Over my career as a neuroscientist and neuropsychiatrist, I’ve become convinced that our brain’s organization and functional activity powerfully influence our judgments and conclusions about topics traditionally explored by philosophers. Included among these topics are time, cause-effect, simultaneity, perception, logic, and free will. Our understanding of these concepts can be greatly enriched by taking into account several important recent discoveries from neuroscience. Consider, for instance, how our spatial experience influences how we think about time.

Imagine that you’ve just received this email: “Next Wednesday’s staff meeting has been moved forward two days.” On what day would you appear for the meeting now that it has been rescheduled?

Your selection of either Monday or Friday is determined by whether you are operating under what psychologist and neuroscientist Lera Boroditsky terms an ego-moving perspective or a time-moving perspective. If you think of yourself as moving forward through time (the ego-moving perspective), then moving the meeting forward means moving it in your direction of motion—from Wednesday to Friday. But if you conceive of time as coming toward you (the time-moving perspective), then moving the meeting forward means moving it closer to you—from Wednesday to Monday.

> [Information given]
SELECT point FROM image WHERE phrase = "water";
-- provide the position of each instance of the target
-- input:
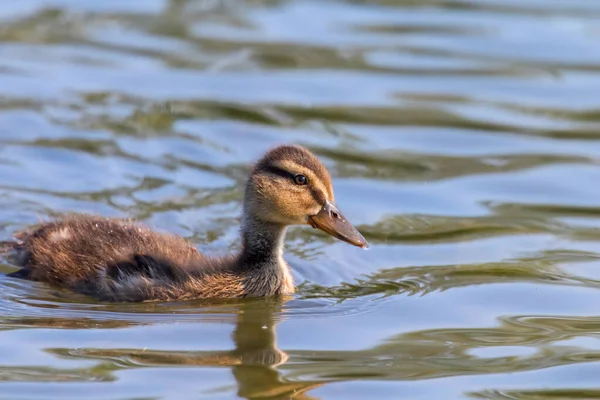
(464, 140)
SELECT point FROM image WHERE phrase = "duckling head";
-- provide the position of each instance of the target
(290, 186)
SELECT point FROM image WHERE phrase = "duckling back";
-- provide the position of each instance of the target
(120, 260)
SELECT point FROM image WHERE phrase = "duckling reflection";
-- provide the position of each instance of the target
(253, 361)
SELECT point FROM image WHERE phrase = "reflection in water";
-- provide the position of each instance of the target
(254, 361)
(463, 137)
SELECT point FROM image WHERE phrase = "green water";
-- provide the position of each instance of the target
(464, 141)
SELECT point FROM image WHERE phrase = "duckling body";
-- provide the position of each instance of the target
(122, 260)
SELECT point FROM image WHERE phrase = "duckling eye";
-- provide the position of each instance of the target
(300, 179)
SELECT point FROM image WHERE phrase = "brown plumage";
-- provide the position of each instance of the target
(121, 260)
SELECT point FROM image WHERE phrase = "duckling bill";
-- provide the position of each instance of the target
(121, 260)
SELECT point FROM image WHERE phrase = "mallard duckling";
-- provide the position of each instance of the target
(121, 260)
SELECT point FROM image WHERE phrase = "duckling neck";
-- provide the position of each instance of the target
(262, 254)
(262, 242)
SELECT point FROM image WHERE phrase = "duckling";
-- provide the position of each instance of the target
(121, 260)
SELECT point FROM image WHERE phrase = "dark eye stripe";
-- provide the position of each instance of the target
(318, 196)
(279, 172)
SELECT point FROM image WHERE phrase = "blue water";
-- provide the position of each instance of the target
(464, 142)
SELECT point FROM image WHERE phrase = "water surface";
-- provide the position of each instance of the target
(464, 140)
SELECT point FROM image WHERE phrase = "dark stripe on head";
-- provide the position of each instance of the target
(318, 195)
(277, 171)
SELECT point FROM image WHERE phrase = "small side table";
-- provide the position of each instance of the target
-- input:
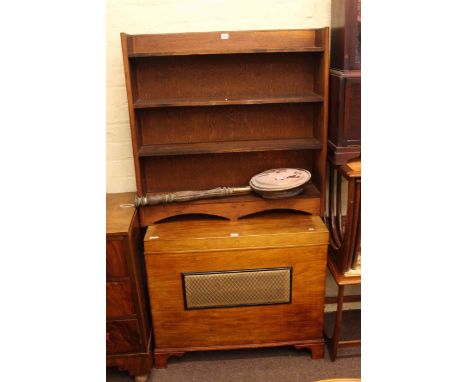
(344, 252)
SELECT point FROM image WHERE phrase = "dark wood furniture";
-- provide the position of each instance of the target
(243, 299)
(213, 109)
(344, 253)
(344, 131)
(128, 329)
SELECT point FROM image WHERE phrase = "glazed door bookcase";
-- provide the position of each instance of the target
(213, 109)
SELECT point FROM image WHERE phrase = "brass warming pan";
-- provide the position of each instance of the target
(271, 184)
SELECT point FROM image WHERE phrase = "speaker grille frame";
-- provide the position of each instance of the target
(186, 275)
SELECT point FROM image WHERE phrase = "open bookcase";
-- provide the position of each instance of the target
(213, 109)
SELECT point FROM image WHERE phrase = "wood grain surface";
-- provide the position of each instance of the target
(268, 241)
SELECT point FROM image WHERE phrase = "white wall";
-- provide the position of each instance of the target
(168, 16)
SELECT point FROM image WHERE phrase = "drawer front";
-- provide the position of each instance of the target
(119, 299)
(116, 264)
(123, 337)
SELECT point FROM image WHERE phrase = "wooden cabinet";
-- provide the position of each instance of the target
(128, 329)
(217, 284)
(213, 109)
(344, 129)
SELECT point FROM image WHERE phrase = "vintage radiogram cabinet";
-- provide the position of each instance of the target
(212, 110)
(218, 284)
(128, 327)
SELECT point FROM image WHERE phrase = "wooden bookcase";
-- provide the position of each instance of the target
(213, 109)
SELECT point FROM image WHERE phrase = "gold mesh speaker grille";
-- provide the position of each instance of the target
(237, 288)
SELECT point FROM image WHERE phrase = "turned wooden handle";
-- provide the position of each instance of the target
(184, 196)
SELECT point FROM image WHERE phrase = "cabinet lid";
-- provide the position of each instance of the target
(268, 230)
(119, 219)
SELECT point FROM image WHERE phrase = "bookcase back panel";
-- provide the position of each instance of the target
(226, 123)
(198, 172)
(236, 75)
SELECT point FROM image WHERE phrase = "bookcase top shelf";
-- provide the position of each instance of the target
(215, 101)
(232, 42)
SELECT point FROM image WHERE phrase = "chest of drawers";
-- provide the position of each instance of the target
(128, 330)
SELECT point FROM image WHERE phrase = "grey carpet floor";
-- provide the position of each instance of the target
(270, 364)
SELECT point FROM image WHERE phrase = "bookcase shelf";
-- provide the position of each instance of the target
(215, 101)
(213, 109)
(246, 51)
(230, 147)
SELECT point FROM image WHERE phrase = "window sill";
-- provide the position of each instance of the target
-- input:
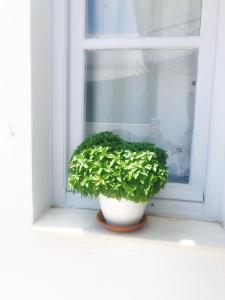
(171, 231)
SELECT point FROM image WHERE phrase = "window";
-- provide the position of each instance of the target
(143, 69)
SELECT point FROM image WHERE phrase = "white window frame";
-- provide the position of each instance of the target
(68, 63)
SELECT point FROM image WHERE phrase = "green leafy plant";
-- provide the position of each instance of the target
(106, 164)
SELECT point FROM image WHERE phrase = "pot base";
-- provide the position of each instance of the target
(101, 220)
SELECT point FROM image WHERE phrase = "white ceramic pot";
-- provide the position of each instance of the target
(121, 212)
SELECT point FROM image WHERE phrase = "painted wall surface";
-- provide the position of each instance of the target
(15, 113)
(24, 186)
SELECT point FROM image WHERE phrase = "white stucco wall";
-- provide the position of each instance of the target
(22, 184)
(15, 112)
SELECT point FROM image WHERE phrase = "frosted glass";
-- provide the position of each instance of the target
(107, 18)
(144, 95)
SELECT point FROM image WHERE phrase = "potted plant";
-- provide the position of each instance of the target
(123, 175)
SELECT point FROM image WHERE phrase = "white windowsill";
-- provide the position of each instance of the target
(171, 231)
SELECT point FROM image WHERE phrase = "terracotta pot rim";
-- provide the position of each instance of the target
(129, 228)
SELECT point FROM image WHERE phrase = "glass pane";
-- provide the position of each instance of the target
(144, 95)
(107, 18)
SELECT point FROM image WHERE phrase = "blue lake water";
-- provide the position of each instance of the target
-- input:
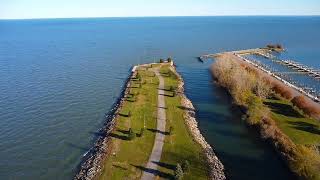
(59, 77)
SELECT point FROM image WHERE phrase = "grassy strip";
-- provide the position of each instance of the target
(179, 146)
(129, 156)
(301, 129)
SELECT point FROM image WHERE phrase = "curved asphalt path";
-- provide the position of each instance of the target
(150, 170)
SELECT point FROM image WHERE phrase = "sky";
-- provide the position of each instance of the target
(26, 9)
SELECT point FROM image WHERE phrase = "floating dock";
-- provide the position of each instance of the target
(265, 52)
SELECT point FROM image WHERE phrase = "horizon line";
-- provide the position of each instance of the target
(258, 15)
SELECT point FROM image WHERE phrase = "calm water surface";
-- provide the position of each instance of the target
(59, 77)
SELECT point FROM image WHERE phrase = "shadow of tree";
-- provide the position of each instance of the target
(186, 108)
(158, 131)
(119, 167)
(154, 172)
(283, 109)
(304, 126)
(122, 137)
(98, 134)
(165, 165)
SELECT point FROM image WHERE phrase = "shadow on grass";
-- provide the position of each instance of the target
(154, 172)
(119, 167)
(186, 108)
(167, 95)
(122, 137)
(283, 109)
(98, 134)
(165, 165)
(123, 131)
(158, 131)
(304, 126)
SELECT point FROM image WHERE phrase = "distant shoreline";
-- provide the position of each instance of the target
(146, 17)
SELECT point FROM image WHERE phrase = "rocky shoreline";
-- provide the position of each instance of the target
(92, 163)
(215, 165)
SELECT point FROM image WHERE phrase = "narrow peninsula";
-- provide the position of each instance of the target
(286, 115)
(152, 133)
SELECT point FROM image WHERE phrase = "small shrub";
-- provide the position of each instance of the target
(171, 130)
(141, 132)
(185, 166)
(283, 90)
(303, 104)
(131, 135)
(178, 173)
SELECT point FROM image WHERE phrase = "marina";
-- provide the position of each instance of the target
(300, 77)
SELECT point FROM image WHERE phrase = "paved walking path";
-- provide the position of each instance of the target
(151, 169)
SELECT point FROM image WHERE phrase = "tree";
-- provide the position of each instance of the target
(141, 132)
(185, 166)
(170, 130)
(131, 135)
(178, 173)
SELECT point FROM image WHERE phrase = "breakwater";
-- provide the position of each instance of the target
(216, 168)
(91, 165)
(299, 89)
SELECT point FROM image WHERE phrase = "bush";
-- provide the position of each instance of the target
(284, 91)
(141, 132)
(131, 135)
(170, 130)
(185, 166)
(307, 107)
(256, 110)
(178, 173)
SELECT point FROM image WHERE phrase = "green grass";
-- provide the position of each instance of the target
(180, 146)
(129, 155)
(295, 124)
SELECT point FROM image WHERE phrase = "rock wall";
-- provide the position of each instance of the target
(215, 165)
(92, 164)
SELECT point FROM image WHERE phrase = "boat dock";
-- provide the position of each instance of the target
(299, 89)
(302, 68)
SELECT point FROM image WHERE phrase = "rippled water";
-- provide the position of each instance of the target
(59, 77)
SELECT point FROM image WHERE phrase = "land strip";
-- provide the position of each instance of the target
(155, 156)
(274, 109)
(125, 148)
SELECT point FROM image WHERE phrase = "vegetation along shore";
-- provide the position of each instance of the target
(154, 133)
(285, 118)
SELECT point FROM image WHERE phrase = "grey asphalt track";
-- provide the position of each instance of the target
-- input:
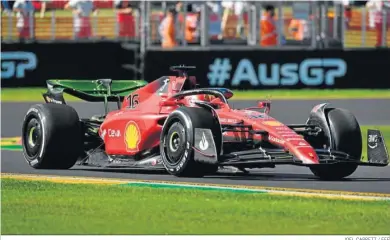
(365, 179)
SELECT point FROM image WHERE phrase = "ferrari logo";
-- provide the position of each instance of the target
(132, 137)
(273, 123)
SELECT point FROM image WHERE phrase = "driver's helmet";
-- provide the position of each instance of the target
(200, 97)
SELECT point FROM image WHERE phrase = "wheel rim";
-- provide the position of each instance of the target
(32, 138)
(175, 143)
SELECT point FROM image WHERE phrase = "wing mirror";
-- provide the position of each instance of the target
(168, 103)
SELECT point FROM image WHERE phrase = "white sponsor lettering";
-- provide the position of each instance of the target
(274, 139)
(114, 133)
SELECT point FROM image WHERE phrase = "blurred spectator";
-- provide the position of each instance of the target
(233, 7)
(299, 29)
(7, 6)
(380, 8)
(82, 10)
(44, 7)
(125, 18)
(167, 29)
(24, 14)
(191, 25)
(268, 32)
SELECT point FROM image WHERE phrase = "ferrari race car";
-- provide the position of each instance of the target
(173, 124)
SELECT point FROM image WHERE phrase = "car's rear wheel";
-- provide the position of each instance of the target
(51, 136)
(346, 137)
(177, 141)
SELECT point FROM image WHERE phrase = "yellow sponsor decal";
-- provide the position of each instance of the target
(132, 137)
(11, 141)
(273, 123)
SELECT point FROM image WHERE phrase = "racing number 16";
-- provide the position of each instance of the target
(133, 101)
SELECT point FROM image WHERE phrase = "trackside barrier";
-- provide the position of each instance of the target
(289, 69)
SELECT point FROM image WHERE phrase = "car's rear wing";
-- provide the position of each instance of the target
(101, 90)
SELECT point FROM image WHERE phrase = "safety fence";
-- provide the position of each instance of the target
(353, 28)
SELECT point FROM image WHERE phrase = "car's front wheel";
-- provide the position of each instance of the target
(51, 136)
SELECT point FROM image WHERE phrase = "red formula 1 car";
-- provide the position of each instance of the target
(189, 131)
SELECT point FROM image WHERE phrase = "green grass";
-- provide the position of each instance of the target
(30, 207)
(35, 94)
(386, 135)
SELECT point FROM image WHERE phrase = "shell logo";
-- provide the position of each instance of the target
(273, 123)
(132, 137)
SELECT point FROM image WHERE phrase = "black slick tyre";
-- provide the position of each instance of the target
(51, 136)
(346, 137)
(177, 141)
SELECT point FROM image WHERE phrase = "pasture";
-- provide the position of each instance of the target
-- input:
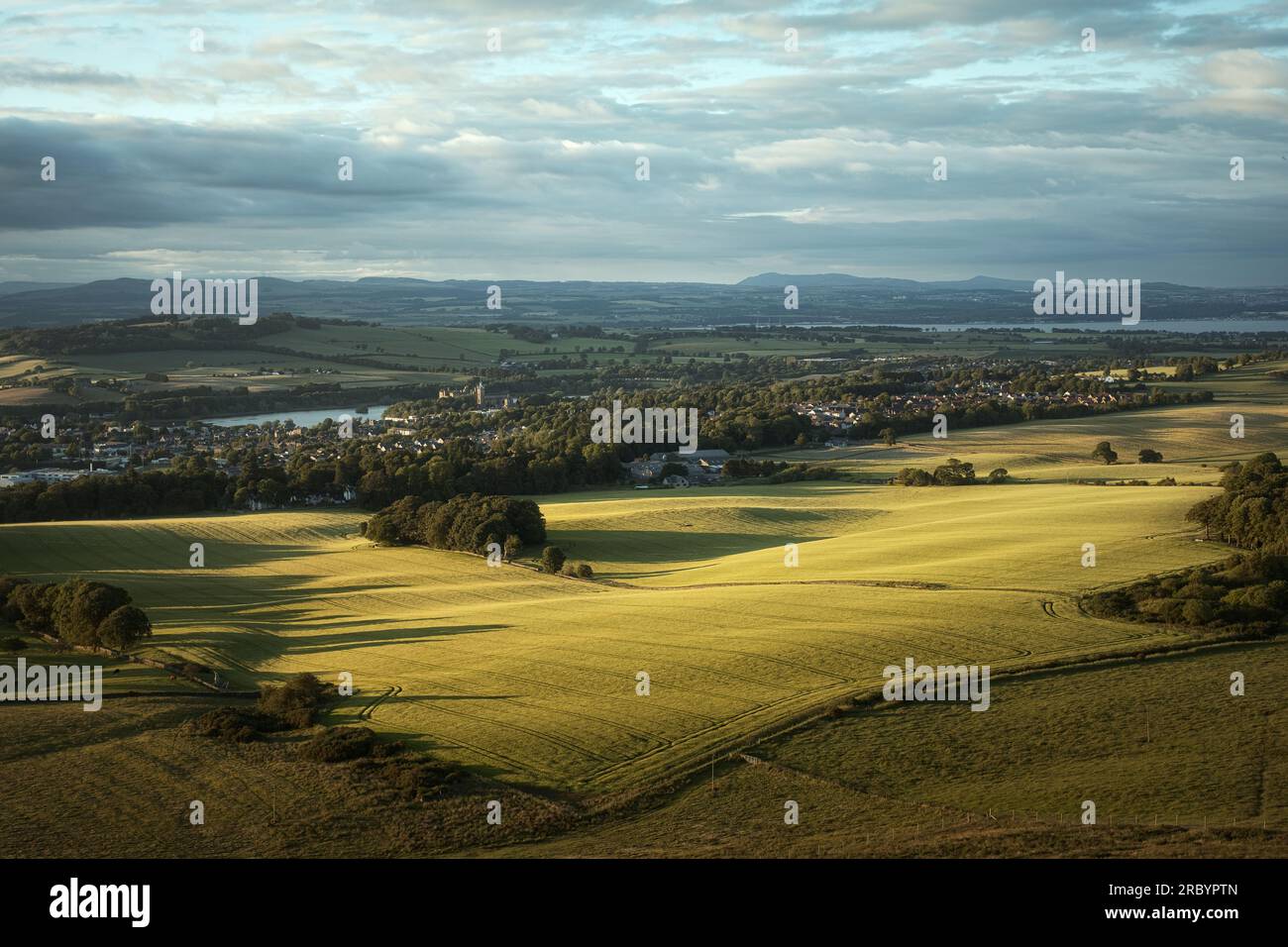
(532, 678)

> [Action item]
In the text on time perspectives, what does Lera Boroditsky call the perspective in which you think of yourself as moving forward through time?

> [Completed exercise]
The ego-moving perspective.